==== RECORDS SHOWN

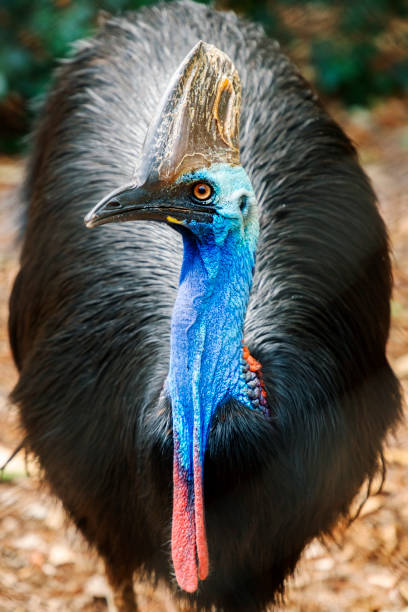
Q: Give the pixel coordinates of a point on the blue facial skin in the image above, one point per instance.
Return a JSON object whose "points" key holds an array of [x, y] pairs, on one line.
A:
{"points": [[209, 312]]}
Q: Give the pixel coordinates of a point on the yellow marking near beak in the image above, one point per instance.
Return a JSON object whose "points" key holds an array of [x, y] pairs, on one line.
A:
{"points": [[173, 220]]}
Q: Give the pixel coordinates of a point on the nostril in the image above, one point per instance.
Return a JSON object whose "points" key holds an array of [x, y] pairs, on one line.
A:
{"points": [[113, 204]]}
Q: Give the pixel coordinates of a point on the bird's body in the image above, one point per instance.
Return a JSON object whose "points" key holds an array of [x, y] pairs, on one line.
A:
{"points": [[103, 363]]}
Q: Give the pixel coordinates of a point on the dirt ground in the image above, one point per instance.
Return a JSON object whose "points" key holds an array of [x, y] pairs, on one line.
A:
{"points": [[44, 564]]}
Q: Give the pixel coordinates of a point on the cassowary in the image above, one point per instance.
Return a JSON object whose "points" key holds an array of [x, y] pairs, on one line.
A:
{"points": [[205, 388]]}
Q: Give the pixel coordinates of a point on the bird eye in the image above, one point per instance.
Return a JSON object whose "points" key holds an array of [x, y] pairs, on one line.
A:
{"points": [[202, 191]]}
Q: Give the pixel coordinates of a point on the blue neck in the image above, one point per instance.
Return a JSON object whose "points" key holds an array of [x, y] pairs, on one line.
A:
{"points": [[207, 333]]}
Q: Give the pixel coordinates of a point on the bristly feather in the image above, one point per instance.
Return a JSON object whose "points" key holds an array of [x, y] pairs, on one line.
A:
{"points": [[90, 316]]}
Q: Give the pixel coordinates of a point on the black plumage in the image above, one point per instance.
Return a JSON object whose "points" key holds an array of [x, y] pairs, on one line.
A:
{"points": [[90, 316]]}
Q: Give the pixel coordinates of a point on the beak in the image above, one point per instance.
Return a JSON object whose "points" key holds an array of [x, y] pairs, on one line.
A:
{"points": [[133, 202]]}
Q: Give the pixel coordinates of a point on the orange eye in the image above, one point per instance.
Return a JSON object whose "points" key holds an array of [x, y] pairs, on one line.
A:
{"points": [[202, 191]]}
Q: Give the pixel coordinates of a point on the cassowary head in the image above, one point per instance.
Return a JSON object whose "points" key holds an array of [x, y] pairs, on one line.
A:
{"points": [[190, 173], [190, 177]]}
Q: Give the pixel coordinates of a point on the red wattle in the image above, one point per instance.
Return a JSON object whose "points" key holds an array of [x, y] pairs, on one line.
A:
{"points": [[183, 532], [201, 539]]}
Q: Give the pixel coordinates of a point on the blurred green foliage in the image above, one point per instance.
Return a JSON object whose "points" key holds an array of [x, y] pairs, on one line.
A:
{"points": [[352, 49]]}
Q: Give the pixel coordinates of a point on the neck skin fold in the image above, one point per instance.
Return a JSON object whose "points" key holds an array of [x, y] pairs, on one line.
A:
{"points": [[205, 370]]}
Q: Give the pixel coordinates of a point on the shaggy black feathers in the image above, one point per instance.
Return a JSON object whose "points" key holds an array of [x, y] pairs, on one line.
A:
{"points": [[90, 314]]}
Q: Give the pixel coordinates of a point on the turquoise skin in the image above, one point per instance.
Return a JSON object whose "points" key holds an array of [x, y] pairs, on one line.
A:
{"points": [[206, 346]]}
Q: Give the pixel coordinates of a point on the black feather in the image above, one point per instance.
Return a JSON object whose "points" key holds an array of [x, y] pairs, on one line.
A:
{"points": [[90, 315]]}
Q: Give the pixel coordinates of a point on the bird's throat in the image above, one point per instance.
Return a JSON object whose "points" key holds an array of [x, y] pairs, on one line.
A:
{"points": [[205, 370]]}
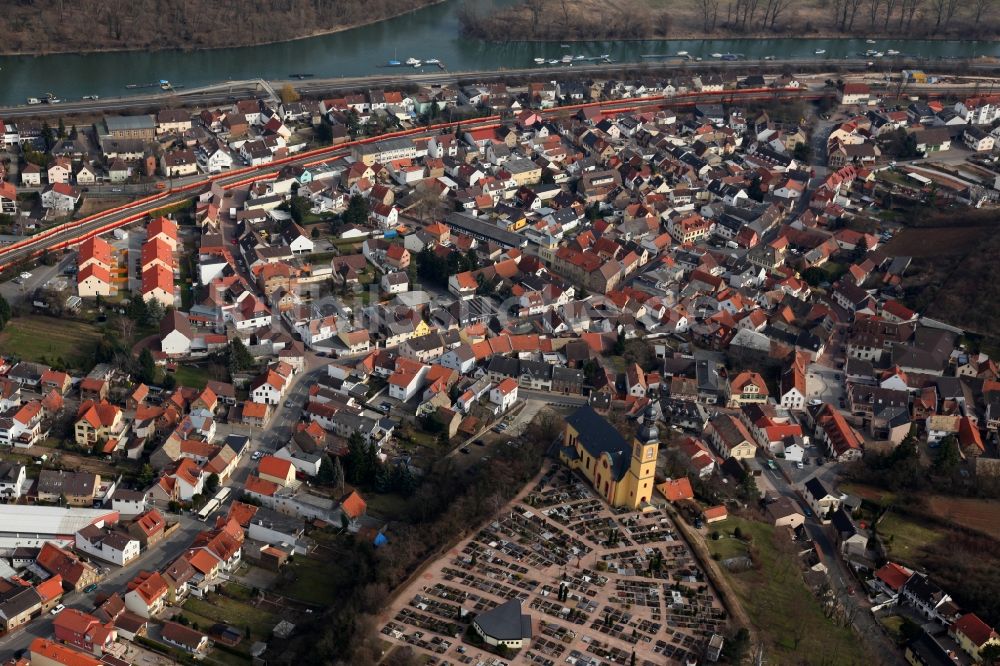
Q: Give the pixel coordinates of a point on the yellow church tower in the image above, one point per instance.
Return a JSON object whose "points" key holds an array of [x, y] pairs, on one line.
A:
{"points": [[637, 486]]}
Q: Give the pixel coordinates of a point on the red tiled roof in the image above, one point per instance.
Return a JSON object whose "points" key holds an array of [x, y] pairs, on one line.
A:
{"points": [[677, 489], [893, 575], [50, 589], [60, 654], [353, 505], [278, 468], [977, 631], [255, 484], [715, 513]]}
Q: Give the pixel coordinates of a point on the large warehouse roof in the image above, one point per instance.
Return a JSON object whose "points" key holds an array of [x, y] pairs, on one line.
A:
{"points": [[53, 520]]}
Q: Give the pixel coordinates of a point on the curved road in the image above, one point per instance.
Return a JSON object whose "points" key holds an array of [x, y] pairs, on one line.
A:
{"points": [[226, 91], [12, 256]]}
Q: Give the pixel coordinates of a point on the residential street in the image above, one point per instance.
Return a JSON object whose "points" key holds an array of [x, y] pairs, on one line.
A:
{"points": [[161, 555], [841, 580]]}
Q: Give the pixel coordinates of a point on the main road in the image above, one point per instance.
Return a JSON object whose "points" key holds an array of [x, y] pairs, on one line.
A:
{"points": [[227, 91], [182, 189]]}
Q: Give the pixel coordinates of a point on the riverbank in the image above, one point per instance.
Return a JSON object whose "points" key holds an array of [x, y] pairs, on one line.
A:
{"points": [[89, 49], [662, 20]]}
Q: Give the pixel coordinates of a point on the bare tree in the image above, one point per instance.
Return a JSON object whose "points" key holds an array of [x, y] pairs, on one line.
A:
{"points": [[890, 7], [907, 11], [709, 10], [536, 7], [874, 6], [944, 12]]}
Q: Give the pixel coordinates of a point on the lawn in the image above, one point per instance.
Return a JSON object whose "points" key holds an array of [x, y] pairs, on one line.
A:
{"points": [[44, 339], [314, 581], [232, 612], [904, 537], [726, 546], [781, 607], [191, 376], [389, 506]]}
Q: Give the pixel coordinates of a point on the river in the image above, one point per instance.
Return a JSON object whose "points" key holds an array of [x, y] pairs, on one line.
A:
{"points": [[431, 32]]}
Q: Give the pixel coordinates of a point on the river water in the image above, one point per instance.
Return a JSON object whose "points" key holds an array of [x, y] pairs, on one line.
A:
{"points": [[428, 33]]}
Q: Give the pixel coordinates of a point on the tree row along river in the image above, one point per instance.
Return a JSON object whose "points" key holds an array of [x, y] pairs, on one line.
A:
{"points": [[430, 34]]}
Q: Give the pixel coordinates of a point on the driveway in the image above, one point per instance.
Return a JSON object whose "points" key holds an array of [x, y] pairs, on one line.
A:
{"points": [[39, 276]]}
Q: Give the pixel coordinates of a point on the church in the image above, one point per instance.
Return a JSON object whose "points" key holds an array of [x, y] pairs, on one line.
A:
{"points": [[623, 475]]}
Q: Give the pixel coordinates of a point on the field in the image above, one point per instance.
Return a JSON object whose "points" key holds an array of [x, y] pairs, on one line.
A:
{"points": [[976, 514], [936, 242], [231, 611], [314, 581], [191, 376], [44, 339], [726, 546], [781, 607], [905, 538], [954, 271]]}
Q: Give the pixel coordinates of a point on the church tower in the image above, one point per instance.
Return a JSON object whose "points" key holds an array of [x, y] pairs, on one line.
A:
{"points": [[645, 447]]}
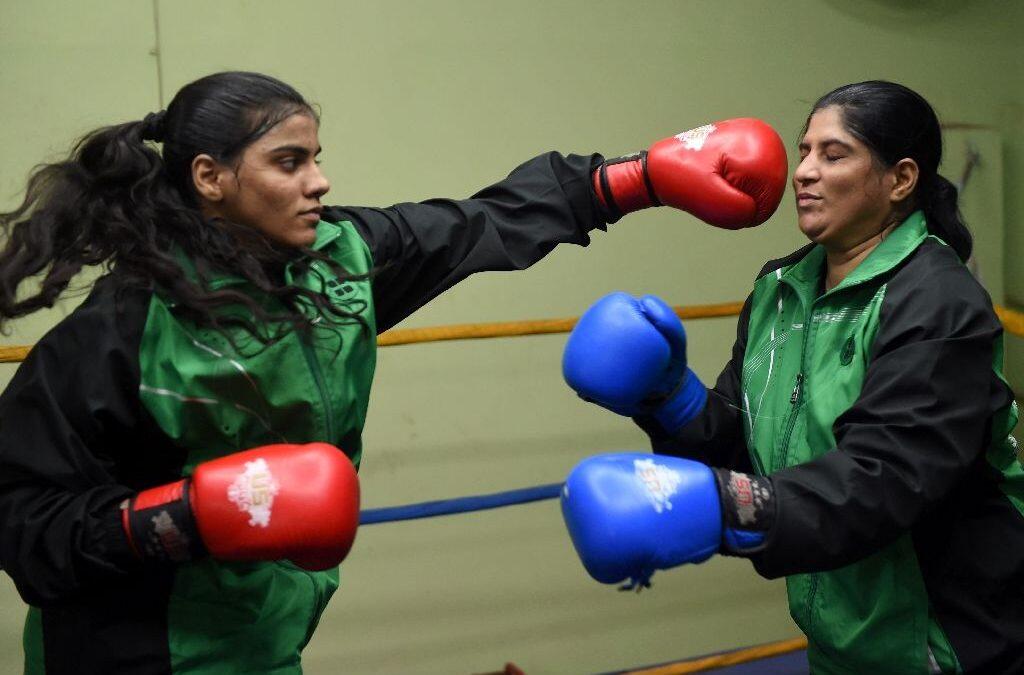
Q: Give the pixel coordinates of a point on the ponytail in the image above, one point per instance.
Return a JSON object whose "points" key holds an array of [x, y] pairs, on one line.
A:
{"points": [[82, 211], [938, 199], [118, 202]]}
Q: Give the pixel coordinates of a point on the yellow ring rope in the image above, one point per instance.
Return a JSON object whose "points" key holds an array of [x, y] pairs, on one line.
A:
{"points": [[723, 660], [1013, 322]]}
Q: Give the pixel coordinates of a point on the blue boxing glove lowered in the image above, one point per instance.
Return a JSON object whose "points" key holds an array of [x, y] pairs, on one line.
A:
{"points": [[632, 513], [629, 355]]}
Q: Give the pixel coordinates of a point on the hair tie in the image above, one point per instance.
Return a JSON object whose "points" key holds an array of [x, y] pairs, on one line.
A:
{"points": [[153, 126]]}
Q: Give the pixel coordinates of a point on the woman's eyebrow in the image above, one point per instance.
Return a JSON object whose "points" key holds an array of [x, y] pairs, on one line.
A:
{"points": [[298, 150]]}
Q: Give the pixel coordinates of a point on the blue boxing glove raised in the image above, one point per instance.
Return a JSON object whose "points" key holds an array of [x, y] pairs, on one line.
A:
{"points": [[632, 513], [629, 355]]}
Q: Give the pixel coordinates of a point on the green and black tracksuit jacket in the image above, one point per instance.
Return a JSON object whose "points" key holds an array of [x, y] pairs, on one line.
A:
{"points": [[126, 393], [880, 412]]}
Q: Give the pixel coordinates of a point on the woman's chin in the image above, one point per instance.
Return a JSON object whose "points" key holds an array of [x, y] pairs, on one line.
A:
{"points": [[813, 229]]}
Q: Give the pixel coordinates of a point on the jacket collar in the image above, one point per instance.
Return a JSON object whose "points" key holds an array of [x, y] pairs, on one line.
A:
{"points": [[805, 277], [326, 234]]}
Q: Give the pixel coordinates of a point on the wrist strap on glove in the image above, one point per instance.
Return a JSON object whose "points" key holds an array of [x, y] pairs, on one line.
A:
{"points": [[607, 198], [160, 525], [748, 510]]}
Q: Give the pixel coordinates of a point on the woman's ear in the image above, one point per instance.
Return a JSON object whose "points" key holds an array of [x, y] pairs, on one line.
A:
{"points": [[905, 179], [208, 178]]}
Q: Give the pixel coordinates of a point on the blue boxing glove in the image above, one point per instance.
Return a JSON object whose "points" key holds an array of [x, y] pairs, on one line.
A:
{"points": [[632, 513], [629, 355]]}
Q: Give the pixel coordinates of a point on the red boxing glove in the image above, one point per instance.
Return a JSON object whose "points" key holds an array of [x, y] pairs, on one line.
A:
{"points": [[729, 174], [273, 502]]}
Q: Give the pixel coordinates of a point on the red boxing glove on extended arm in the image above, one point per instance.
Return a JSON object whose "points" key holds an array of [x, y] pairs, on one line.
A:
{"points": [[729, 174], [273, 502]]}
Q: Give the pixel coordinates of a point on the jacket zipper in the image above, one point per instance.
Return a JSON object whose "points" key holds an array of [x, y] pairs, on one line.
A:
{"points": [[795, 401], [321, 387], [795, 396]]}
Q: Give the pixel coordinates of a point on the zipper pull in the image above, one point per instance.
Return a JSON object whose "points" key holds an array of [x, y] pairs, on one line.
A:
{"points": [[796, 389]]}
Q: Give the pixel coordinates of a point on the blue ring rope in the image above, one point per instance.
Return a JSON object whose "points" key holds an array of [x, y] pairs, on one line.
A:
{"points": [[459, 505]]}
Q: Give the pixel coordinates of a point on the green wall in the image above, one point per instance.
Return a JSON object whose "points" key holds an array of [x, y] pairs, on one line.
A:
{"points": [[439, 98]]}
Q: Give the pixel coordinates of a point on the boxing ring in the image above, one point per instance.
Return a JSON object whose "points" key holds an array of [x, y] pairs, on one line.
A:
{"points": [[782, 658]]}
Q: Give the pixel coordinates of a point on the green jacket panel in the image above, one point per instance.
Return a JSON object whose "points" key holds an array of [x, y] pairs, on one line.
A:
{"points": [[880, 411]]}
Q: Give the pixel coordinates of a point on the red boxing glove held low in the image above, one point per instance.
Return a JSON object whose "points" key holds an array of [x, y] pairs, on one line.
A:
{"points": [[269, 503]]}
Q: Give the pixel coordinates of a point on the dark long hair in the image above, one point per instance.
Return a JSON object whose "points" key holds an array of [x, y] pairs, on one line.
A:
{"points": [[895, 123], [119, 202]]}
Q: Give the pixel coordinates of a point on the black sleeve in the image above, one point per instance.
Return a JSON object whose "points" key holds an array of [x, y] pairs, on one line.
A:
{"points": [[716, 435], [919, 426], [421, 250], [69, 415]]}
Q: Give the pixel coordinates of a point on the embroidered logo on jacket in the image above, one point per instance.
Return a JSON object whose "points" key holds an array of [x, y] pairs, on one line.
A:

========

▶ _WHAT THE EXERCISE ASKS_
Only the lines from the one with "Q: Give the pixel coordinates of a point on the zipper" through the end of the material are wanted; copy them exactly, both ends included.

▶ _SOLUTION_
Q: Give the pixel coordinates of a point on the zipper pull in the image above, one point per instance.
Return a JSON object whose "points" key holds an array of [x, y] pairs, on one line.
A:
{"points": [[796, 389]]}
Q: Give the pixel coordinates of a point on the blue ring rope in the image above, one point per instance.
Return a JSON object whose "points" key holds an array of [x, y] pairs, on one line.
A:
{"points": [[459, 505]]}
Q: Give the pixel coordinates of a point on the green wall in the image above, one point per instance.
Return a JSON object whose "points" key holds an array of [x, y] pairs, on one line.
A:
{"points": [[439, 98]]}
Q: Give the pixel coordinates of a point on the boxing ring in the image above, one point per instance.
Return a JSON object whose "points" key holds an array of [x, y] pairs, on one line.
A:
{"points": [[782, 658]]}
Q: Give the pixel coordinates of a point on the green jacket panel in the image above, one point per instance.
Return a JSON object whose "points" key holds an array of [x, y] pairs, on one line.
A:
{"points": [[880, 411]]}
Q: Give the pixel coordinates of a point on the red boxing glove held low in the image above, one point per instance.
Return a JSON object whose "points" key holds an array of [x, y] pairs, on one line.
A:
{"points": [[269, 503]]}
Q: Give the pixel coordinates of a point on the dark long hair in the image above, one point per instance.
Return a JSON object whose "points" key holds an array of [x, y] pairs, on one line.
A:
{"points": [[895, 123], [119, 202]]}
Q: Give the pixel coordinates of a point on the black sleeve in the image above, one point per instance.
Return a JSON object whose "points" key holds an array of [x, y] pairs, on one line.
A:
{"points": [[716, 435], [919, 426], [421, 250], [69, 415]]}
Q: Give the pixel coordinates of a point on the embroidered logo on jacket in the image above, one point per instance.
Return a JSON object whose "points" key holds an array of [x, y] pairs, on one line.
A:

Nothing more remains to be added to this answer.